■ RAW DATA:
============
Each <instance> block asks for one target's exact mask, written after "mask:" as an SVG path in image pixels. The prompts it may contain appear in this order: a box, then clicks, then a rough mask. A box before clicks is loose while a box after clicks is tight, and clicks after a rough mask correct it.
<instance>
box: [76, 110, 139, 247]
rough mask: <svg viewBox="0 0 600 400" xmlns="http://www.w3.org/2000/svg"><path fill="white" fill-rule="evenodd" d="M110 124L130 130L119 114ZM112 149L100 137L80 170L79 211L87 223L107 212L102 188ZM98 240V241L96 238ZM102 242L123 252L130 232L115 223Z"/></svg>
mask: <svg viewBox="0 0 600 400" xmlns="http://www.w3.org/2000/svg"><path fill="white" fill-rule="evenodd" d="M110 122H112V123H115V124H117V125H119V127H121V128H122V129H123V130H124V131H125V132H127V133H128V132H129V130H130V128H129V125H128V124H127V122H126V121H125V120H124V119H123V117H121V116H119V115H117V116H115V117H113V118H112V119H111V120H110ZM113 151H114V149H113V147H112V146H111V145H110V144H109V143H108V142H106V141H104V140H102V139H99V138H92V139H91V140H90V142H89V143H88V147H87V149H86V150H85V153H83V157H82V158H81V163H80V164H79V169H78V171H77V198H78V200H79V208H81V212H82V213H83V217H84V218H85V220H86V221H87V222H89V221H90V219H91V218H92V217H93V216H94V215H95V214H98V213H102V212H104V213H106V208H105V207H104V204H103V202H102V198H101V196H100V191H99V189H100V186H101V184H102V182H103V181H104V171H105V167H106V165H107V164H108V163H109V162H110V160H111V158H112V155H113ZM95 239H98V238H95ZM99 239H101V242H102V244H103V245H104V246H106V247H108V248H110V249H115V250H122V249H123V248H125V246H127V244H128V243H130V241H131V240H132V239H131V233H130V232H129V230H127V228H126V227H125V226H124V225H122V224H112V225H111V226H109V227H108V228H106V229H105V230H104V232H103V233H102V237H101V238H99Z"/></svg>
============
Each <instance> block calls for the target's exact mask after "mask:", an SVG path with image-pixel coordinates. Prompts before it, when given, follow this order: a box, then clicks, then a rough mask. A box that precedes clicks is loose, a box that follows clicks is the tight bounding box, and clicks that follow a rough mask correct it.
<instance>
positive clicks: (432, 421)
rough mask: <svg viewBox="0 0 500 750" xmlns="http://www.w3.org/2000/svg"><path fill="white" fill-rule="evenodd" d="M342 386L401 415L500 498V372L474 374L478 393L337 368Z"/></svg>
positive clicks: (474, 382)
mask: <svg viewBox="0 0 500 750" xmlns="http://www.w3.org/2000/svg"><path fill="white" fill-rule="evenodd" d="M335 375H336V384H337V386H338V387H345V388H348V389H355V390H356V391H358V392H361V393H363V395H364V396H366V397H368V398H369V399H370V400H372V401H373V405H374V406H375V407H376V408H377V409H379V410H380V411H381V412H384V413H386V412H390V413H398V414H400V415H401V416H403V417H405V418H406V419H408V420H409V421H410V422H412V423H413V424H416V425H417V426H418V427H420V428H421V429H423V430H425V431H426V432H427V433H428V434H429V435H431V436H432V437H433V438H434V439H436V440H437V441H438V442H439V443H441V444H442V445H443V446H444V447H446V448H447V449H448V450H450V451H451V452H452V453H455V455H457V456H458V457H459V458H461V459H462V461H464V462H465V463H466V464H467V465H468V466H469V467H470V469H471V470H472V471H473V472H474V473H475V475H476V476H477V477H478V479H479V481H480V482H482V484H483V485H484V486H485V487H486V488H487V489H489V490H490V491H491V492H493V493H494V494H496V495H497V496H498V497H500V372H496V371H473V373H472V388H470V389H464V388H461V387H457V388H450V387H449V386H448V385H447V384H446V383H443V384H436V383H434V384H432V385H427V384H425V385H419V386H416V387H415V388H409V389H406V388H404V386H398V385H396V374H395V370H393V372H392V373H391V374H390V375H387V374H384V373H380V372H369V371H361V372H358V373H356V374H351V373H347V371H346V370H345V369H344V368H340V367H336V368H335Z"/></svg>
============
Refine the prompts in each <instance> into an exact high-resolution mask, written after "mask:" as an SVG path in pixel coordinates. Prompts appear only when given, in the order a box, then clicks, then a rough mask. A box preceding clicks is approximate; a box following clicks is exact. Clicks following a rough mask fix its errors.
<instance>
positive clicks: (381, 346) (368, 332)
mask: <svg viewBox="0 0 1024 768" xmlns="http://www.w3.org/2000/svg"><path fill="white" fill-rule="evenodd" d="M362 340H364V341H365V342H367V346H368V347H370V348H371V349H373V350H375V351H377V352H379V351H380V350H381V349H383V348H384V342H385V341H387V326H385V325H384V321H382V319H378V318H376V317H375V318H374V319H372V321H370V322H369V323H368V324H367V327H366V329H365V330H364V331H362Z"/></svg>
============
■ REQUIRED ACTION: Repeat word for word the lines above that run from the line containing "Each <instance> block asks" through the line containing "box: [76, 110, 139, 247]", both ends included, and nothing else.

■ COMPLETED TASK:
Each <instance> block asks for one target's exact mask, written after "mask:" as an SVG path in image pixels. The prompts it may contain appear in this order: a box, then clicks, then a rough mask. A box before clicks is loose while a box after clicks is tight, and clicks after a rough mask correct it.
<instance>
box: [76, 110, 139, 247]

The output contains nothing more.